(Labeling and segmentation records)

┄┄┄┄┄┄┄┄┄┄

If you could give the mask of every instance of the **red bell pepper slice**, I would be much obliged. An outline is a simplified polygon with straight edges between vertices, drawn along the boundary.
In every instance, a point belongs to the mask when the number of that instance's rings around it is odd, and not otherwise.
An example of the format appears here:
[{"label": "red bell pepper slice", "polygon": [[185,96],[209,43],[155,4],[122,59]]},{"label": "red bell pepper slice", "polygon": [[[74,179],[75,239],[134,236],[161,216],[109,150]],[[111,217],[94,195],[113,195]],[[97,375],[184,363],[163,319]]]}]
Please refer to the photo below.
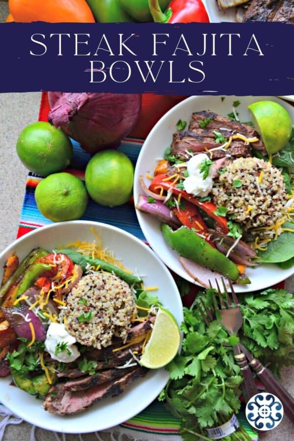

┄┄┄┄┄┄┄┄┄┄

Aim
Rewrite the items above so that every "red bell pepper slice" becomes "green bell pepper slice" and nothing else changes. Omit the pictures from your answer.

Result for this task
If you could give the mask of every instance of the **green bell pepper slice**, I would be much obliged. An outline is a simplified polygon with straight edges between vertices, drawn along the boundary.
In every instance, a point belongs to the mask when the number of that instance's rings around it is odd, and not otherwise.
An example of the format appears here:
[{"label": "green bell pepper slice", "polygon": [[185,96],[209,43],[155,4],[122,59]]},{"label": "green bell pepper slice", "polygon": [[[74,179],[75,239],[134,236],[161,216],[109,150]],[[111,217],[94,195],[113,195]],[[97,375],[184,363],[163,319]]]}]
Please refer to the photo below.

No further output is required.